DOCUMENT SECTION:
We introduce the geometric interpretation of the svd by using a toy example.

1 Iris dataset

The iris dataset is a dataset on iris flowers.

  • Three species (setosa, virginica and versicolor)
  • Length and width of Sepal leafs
  • Length and width of Petal Leafs

For didactical purposes we will use a subset of the data.

  • Virginica Species
  • 3 Variables: Sepal Length, Sepal Width, Petal Length
  • This allows us to visualise the data in 3D plots
  • Illustrate the data compression of the SVD from 3 to two dimensions.

1.1 Subset the data

library(tidyverse)
## ── Attaching packages ─────────────────────────────────────── tidyverse 1.3.1 ──
## ✔ ggplot2 3.3.5     ✔ purrr   0.3.4
## ✔ tibble  3.1.5     ✔ dplyr   1.0.7
## ✔ tidyr   1.1.4     ✔ stringr 1.4.0
## ✔ readr   2.0.1     ✔ forcats 0.5.1
## ── Conflicts ────────────────────────────────────────── tidyverse_conflicts() ──
## ✖ dplyr::filter() masks stats::filter()
## ✖ dplyr::lag()    masks stats::lag()
library(plotly)
## 
## Attaching package: 'plotly'
## The following object is masked from 'package:ggplot2':
## 
##     last_plot
## The following object is masked from 'package:stats':
## 
##     filter
## The following object is masked from 'package:graphics':
## 
##     layout
irisSub <- iris %>%
  filter(Species == "virginica") %>%
  dplyr::select("Sepal.Length","Sepal.Width","Petal.Length")

1.2 Center the data

X <- irisSub %>% scale(scale=FALSE)

The data is translated to a mean of [0, 0, 0].

We zoom in and add the original axis in grey in the origin.

2 SVD

  1. We adopt the SVD on the centered data
irisSvd <- svd(X)
  1. We extract
  • the right singular vectors \(\mathbf{V}\) and
  • the projections \(\mathbf{Z}\)
V <- irisSvd$v
Z <- irisSvd$u %*% diag(irisSvd$d)

Note, that

  • the SVD is essentially a rotation to a new coordinate system.

PROBLEMS TO WORK ON:
1. Which iris species does the SVD tutorial keep in its subset of the data?
2. Write the next part of the SVD tutorial, starting after its final sentence.
The lines after the SVD tutorial come from a separate source.

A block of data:
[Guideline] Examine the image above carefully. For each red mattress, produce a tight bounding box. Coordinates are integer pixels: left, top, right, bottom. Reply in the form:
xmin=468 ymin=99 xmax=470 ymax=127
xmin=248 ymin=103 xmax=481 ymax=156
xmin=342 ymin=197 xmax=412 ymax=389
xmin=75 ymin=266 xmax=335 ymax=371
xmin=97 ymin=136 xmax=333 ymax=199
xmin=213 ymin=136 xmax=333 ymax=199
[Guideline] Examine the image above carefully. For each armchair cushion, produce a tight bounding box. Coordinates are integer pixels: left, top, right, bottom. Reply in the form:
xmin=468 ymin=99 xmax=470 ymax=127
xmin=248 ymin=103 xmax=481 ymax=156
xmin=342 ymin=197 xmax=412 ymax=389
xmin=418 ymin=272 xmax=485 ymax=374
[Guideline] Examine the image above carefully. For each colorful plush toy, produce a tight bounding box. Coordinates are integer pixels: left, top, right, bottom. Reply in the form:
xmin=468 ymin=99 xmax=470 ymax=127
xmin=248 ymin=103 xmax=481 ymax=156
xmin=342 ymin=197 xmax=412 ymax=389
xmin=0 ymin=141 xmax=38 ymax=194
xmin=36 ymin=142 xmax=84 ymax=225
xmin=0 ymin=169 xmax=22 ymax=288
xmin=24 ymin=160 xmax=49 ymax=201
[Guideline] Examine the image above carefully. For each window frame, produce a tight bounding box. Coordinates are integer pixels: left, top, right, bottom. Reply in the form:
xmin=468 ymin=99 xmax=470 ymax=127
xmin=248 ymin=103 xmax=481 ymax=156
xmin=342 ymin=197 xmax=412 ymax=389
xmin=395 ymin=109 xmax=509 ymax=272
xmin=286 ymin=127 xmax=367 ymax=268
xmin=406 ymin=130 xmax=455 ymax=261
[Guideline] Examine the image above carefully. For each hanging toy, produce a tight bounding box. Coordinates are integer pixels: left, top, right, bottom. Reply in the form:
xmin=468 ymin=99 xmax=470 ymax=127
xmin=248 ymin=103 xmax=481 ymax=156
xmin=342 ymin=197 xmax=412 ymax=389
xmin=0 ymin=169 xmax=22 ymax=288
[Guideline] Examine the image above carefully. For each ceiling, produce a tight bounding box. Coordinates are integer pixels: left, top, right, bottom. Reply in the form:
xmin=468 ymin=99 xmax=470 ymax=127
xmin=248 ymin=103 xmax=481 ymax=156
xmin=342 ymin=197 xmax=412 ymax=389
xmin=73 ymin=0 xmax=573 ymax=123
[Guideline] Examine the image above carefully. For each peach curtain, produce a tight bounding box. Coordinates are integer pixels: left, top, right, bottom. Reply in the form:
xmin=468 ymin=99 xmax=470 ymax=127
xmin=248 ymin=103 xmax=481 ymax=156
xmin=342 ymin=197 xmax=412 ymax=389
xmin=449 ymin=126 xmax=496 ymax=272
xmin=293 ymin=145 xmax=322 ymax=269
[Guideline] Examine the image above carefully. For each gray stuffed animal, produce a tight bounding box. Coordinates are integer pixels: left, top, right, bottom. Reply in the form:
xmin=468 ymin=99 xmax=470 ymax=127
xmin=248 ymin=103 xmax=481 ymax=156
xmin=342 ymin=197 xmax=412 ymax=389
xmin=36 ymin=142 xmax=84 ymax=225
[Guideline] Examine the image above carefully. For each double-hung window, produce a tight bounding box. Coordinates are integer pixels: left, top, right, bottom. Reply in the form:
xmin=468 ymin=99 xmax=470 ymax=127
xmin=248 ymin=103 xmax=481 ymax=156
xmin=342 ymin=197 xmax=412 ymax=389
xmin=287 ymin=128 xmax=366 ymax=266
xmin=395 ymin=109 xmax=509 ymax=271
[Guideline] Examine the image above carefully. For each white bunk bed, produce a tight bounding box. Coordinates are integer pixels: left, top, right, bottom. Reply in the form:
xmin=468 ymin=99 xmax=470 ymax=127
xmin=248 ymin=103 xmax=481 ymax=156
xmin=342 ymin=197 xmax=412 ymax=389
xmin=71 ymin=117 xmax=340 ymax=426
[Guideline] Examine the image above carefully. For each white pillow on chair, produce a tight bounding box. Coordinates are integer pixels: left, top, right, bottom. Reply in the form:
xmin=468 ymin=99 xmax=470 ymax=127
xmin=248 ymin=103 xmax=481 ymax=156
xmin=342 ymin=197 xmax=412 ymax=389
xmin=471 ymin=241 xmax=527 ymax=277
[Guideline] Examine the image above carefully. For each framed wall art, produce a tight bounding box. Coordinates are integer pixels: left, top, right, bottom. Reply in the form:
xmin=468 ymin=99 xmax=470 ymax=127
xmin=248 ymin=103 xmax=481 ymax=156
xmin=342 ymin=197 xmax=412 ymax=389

EXERCISE RESULTS:
1. Virginica.

2.
  • we plotted \(\mathbf{V}_3\) with dots because we will use the SVD for dimension reduction \[\text{3D} \rightarrow \text{2D}\]

Rotate the plot

  • Note, that

    • V1 points in the direction of the largest variability in the data
    • V2 points in a direction orthogal on V1 pointing in the direction of the second largest variability in the data.

3 Geometric Interpretation?

Write the truncated SVD as \[ \mathbf{X}_k = \mathbf{U}_k \boldsymbol{\Delta}_k \mathbf{V}_k^T = \mathbf{Z}_k \mathbf{V}_k^T \] with \[ \mathbf{Z}_k = \mathbf{U}_k \boldsymbol{\Delta}_k \] an \(n \times k\) matrix.

Each of the \(n\) rows of \(\mathbf{Z}_k\), say \(\mathbf{z}^T_{k,i}\), represents a point in a \(k\)-dimensional space.

V2 <- V[,1:2]
Z2 <- Z[,1:2]
X2 <- Z2 %*% t(V2)

Because of the orthonormality of the singular vectors, we also have \[\begin{eqnarray*} \mathbf{X}_k\mathbf{V}_k &=& \mathbf{Z}_k \mathbf{V}_k^T\mathbf{V}_k \\ \mathbf{X}_k\mathbf{V}_k &=& \mathbf{Z}_k. \end{eqnarray*}\]

Thus the matrix \(\mathbf{V}_k\) is a transformation matrix that may be used to transform \(\mathbf{X}_k\) into \(\mathbf{Z}_k\), and \(\mathbf{Z}_k\) into \(\mathbf{X}_k\).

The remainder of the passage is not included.